▸ **REQUIRED TASK**:
Starting with the first line of the records and going on through the line with "column 206, row 140", copy those lines with "pin" swapped for "marker" wherever it occurs and everything else left unchanged. Omit the pictures from your answer.

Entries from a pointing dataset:
=-=-=
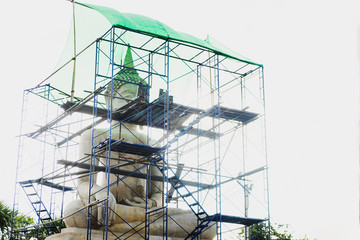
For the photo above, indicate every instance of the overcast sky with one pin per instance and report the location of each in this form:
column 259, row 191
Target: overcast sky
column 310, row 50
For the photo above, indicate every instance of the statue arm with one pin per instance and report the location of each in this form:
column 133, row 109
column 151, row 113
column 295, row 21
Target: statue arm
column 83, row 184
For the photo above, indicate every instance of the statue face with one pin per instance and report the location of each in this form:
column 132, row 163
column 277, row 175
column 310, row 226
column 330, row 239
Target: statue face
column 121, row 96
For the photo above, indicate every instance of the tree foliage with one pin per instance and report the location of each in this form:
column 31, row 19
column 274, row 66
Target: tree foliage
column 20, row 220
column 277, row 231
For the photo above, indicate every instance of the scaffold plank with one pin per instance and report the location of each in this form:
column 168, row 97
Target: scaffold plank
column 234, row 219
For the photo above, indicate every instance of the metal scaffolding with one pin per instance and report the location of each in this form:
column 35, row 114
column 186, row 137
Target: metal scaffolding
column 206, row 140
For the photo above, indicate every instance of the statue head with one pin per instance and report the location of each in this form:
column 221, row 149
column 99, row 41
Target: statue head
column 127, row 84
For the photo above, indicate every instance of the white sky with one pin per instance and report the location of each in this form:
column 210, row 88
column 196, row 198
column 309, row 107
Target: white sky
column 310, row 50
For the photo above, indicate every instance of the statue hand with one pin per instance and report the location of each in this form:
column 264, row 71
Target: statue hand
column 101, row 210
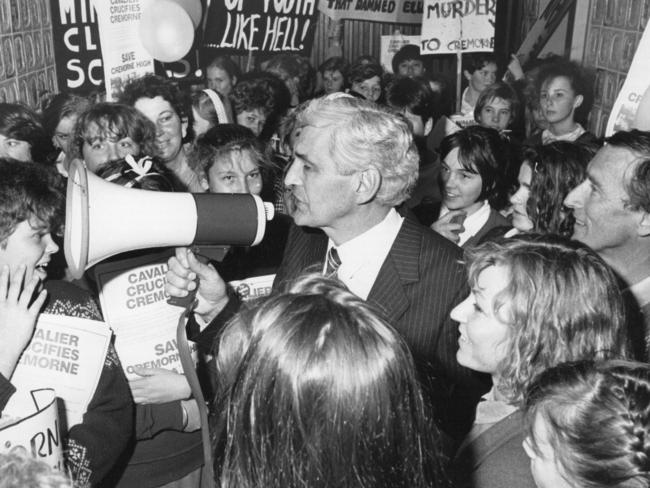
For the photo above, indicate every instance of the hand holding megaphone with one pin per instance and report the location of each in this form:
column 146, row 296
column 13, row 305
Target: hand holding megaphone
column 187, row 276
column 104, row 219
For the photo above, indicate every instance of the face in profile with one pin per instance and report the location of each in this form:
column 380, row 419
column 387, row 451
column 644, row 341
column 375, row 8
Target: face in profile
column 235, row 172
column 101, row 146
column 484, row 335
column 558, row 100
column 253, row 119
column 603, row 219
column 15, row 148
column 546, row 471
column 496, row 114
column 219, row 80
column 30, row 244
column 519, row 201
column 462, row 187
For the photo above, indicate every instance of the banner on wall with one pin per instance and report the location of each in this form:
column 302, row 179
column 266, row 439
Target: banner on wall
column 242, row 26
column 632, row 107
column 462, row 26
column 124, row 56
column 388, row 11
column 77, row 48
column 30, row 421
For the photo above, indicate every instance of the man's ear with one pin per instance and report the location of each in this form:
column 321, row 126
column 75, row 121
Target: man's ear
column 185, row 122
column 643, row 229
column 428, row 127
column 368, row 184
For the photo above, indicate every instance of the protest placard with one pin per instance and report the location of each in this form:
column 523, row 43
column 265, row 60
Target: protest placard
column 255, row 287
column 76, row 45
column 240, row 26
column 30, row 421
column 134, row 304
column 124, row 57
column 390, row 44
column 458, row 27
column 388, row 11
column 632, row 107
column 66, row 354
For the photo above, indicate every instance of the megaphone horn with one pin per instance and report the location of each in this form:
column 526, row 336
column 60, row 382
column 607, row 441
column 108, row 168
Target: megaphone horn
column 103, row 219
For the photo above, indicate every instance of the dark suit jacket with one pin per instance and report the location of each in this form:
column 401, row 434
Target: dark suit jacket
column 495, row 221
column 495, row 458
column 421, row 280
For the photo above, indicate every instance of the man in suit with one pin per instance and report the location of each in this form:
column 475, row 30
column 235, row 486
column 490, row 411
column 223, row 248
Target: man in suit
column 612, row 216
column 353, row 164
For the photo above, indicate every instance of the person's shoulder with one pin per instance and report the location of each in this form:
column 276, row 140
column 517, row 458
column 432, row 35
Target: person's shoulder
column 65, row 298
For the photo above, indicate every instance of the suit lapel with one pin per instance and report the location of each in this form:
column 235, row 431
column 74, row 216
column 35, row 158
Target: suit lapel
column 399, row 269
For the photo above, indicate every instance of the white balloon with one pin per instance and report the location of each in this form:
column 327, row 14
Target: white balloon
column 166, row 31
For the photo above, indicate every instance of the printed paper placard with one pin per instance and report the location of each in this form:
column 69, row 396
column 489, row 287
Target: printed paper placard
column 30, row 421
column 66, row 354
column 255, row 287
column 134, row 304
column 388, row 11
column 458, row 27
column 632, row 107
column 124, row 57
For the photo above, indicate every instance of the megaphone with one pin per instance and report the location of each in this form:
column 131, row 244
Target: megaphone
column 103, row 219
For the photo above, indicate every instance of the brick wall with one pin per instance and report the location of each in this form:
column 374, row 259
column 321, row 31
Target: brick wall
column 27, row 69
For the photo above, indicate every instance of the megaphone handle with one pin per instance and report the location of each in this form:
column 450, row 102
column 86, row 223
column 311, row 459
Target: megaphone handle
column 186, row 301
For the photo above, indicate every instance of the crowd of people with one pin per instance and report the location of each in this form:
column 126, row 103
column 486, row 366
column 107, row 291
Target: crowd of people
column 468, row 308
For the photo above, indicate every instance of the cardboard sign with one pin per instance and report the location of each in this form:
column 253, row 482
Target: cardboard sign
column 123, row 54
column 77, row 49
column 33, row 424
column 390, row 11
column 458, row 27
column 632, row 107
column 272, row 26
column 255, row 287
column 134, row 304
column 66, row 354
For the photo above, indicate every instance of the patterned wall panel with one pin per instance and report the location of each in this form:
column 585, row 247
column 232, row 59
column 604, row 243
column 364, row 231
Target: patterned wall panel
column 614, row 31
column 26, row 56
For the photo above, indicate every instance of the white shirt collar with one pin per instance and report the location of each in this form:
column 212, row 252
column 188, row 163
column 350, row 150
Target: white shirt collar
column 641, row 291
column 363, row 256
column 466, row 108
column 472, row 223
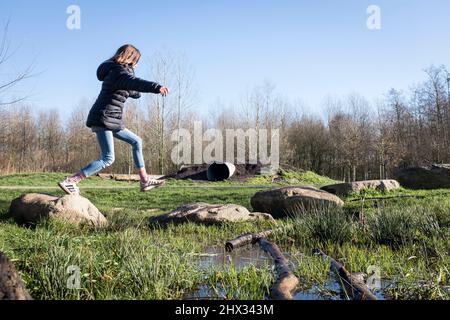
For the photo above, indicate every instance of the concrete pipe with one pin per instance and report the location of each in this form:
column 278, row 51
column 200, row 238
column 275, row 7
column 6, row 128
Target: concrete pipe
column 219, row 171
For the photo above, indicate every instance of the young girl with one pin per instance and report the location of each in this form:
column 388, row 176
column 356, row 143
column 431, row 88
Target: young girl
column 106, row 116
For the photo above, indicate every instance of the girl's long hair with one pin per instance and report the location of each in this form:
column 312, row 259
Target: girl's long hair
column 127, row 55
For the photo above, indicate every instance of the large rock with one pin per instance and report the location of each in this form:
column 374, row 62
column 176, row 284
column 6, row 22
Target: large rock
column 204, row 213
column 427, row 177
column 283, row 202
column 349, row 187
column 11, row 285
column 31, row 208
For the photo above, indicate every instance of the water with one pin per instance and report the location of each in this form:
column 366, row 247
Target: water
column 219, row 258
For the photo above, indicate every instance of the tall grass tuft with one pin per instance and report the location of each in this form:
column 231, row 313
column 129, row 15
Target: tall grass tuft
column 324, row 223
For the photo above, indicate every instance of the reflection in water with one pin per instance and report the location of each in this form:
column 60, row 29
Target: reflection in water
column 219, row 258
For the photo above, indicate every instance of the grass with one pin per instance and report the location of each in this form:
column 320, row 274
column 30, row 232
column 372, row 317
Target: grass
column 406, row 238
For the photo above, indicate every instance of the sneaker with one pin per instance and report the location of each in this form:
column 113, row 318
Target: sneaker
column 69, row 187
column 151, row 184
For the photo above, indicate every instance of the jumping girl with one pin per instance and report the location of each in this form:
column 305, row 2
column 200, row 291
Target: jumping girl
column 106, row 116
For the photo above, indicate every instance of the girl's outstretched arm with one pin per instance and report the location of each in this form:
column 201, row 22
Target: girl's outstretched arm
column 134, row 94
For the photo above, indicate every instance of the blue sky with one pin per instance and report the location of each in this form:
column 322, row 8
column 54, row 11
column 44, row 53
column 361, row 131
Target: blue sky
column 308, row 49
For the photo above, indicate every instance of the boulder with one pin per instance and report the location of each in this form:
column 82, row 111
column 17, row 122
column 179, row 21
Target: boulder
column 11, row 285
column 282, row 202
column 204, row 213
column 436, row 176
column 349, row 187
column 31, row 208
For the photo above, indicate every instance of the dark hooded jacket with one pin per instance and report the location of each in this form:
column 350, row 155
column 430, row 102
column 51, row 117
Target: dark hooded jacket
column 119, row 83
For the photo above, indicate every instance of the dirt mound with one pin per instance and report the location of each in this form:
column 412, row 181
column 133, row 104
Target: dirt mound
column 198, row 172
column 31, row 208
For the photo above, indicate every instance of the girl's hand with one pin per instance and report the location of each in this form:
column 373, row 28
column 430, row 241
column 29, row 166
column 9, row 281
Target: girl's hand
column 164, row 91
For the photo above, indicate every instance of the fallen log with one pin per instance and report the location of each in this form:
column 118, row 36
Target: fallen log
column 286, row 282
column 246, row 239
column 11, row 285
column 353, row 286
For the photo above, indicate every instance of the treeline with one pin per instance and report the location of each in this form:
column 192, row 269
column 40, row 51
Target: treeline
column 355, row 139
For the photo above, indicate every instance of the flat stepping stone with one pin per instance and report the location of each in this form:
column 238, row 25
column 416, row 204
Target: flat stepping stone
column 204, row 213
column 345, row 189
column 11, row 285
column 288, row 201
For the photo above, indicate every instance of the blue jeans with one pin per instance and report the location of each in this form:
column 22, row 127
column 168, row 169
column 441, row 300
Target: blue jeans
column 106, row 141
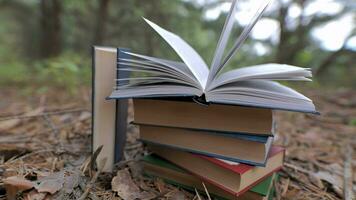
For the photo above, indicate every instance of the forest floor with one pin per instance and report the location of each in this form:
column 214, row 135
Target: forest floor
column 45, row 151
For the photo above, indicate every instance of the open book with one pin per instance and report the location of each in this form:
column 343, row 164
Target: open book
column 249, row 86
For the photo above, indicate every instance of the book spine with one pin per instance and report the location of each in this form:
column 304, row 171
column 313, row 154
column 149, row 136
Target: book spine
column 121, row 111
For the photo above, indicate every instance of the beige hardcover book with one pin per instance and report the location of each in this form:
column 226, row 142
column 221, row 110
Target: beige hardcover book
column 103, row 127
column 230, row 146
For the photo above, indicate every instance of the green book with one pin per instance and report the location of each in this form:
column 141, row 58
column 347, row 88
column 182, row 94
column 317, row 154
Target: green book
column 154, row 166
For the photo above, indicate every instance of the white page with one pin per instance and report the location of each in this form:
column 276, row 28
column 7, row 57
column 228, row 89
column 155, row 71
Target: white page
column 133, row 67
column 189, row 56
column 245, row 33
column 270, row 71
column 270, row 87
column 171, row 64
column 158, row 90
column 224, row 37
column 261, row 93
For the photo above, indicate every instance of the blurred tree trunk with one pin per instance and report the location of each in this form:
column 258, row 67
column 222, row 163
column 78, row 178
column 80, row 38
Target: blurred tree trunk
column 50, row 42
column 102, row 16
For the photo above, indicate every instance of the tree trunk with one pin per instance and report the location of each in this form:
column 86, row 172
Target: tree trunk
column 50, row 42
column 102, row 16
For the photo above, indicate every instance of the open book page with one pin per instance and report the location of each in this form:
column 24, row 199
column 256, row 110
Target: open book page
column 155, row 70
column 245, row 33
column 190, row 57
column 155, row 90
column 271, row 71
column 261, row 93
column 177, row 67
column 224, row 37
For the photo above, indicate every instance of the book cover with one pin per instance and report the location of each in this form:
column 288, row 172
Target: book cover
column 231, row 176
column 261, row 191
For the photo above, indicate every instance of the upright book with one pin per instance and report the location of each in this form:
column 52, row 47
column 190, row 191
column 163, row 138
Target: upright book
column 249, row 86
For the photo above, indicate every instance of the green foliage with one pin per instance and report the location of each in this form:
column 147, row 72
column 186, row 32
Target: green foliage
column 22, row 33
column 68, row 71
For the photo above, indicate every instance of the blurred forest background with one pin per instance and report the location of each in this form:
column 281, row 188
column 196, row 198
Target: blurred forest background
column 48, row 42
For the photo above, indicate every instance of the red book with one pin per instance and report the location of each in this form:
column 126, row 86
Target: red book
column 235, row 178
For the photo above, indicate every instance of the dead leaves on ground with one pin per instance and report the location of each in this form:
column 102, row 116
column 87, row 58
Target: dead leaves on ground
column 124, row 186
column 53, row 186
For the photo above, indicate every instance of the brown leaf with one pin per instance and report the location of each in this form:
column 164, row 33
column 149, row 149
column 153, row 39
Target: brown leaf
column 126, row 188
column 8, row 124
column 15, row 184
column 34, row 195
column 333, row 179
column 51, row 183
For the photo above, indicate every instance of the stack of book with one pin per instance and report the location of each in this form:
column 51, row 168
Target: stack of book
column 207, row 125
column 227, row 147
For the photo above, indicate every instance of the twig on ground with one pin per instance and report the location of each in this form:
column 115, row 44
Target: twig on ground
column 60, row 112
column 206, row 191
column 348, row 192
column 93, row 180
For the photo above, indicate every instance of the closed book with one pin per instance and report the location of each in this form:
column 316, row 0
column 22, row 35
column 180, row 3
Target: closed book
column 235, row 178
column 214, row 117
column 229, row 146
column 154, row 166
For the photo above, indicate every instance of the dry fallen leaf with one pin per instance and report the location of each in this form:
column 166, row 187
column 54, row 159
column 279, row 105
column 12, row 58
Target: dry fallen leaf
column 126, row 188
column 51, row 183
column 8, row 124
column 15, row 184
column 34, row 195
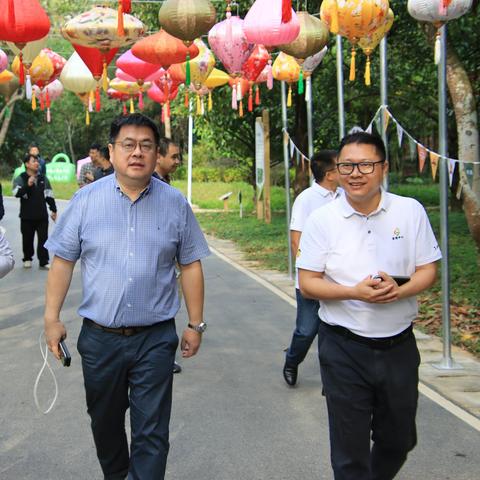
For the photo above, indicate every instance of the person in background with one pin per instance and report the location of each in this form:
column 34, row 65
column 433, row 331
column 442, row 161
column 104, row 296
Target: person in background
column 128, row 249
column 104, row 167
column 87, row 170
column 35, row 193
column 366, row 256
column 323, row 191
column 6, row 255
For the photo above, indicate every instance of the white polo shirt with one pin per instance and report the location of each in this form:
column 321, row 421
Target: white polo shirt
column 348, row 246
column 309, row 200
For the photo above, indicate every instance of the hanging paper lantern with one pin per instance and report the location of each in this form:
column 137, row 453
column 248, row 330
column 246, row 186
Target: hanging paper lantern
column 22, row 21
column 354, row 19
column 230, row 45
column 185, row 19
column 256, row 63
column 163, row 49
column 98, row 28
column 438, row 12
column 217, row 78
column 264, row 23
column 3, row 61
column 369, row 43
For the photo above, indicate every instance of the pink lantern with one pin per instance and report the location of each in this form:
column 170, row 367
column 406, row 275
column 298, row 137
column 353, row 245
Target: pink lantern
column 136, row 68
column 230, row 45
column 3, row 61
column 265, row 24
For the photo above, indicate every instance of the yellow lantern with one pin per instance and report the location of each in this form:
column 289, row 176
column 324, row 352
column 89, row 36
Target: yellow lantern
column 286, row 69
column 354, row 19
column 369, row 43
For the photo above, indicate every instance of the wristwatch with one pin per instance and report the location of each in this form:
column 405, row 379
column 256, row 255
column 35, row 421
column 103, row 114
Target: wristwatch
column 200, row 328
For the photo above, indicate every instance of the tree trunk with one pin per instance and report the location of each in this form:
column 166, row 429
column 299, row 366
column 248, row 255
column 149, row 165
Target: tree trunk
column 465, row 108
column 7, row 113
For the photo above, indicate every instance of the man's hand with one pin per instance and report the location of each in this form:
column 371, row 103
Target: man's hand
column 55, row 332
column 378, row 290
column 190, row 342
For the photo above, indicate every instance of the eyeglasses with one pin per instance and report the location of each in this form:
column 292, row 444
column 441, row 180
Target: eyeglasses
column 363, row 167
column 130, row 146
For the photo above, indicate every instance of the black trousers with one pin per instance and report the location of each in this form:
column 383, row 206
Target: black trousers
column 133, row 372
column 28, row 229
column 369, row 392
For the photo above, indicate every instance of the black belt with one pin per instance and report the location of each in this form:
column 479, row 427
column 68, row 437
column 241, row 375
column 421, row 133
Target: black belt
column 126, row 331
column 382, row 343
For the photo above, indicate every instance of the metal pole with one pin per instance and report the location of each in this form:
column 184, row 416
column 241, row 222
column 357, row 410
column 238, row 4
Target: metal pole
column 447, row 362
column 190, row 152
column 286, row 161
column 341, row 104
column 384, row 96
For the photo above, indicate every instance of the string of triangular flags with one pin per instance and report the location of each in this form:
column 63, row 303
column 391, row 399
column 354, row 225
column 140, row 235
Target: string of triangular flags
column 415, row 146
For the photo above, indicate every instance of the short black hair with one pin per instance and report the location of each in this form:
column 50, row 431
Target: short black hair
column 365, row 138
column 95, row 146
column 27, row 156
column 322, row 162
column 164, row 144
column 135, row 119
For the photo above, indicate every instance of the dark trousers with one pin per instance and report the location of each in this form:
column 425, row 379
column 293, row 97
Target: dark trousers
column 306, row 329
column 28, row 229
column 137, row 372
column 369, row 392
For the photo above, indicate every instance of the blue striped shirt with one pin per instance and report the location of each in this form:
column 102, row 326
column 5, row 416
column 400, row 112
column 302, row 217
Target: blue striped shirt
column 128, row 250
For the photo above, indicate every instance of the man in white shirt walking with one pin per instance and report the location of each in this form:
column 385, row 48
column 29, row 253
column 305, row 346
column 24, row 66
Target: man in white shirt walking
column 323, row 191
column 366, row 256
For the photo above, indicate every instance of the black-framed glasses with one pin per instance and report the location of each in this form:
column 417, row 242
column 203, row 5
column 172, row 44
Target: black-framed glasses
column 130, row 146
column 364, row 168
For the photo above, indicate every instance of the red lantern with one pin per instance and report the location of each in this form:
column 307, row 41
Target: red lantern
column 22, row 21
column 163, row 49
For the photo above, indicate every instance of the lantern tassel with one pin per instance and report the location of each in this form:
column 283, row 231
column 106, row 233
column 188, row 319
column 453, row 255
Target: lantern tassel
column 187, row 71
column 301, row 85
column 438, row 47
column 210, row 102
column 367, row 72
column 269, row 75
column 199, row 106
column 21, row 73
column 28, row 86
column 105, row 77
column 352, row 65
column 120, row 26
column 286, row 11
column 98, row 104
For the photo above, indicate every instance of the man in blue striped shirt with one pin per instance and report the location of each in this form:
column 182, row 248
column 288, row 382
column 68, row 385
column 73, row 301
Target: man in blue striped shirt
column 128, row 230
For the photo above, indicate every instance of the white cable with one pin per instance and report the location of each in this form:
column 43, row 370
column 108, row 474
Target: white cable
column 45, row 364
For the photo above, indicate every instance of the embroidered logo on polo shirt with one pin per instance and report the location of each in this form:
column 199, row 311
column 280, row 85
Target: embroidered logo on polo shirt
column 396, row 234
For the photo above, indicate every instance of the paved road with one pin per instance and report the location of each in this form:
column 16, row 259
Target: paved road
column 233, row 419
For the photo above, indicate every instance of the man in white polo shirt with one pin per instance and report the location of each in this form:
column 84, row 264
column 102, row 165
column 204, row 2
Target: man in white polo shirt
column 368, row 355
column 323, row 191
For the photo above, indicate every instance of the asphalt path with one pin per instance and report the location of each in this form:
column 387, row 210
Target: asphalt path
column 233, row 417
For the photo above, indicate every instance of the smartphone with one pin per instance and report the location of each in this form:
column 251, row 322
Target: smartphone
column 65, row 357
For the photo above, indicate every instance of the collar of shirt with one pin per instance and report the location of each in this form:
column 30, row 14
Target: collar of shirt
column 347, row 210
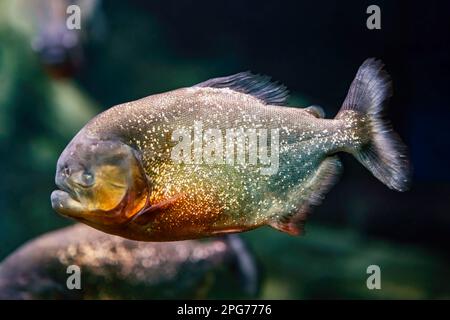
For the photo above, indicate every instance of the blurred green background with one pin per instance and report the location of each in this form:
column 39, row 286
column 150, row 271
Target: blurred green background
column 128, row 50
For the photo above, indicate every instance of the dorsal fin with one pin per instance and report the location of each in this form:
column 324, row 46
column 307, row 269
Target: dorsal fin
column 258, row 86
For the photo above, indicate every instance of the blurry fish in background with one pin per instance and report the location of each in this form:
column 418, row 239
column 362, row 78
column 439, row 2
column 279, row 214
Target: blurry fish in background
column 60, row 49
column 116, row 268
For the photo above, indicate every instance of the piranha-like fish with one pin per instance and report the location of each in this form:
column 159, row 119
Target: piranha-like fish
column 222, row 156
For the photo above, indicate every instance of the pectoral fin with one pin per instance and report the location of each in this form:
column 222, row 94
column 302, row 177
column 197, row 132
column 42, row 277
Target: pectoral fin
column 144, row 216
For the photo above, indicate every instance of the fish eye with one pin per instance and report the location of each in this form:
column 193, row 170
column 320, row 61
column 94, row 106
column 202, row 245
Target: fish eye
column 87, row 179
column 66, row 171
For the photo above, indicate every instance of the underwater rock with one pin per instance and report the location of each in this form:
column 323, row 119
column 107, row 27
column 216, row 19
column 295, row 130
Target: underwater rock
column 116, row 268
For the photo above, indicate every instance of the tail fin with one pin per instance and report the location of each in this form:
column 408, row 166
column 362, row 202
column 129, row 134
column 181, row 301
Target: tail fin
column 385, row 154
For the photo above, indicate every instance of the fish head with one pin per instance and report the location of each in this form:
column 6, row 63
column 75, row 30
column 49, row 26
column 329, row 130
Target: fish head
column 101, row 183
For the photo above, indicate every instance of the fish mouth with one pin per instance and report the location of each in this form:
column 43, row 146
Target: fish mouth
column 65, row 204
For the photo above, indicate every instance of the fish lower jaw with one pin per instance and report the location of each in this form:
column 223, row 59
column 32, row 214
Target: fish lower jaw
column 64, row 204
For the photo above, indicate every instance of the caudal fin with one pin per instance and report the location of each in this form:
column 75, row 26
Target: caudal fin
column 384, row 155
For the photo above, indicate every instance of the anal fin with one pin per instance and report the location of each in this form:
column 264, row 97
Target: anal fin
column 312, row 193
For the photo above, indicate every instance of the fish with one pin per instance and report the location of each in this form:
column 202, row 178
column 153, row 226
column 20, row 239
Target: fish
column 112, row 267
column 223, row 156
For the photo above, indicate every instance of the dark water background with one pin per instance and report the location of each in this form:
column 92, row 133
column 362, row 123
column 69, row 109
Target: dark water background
=-=-=
▸ **WRITTEN SOLUTION**:
For the photo above, indicate every instance of the overcast sky with one marker per instance and report the location of each in this form:
column 259, row 191
Target: overcast sky
column 310, row 50
For the photo above, indicate every instance of the statue arm with one marker per instance and report the location of each in this form:
column 133, row 109
column 151, row 113
column 295, row 21
Target: statue arm
column 83, row 184
For the photo above, indicate every instance of the statue face with one marker per instance and report the location of each in this form:
column 132, row 163
column 277, row 175
column 310, row 226
column 330, row 239
Target: statue face
column 121, row 96
For the photo above, indicate every instance of the tree foliage with one marker per instance and report the location of each in this form:
column 31, row 19
column 274, row 66
Target: tree foliage
column 20, row 220
column 277, row 231
For the photo above, indicate every instance of the scaffold plank with one marker per instance and report the location of each in this form:
column 168, row 97
Target: scaffold plank
column 234, row 219
For the photo above, indicate every instance of the metal scaffolding with one marker per instance and report the location of each in this form:
column 35, row 114
column 186, row 137
Target: metal scaffolding
column 206, row 140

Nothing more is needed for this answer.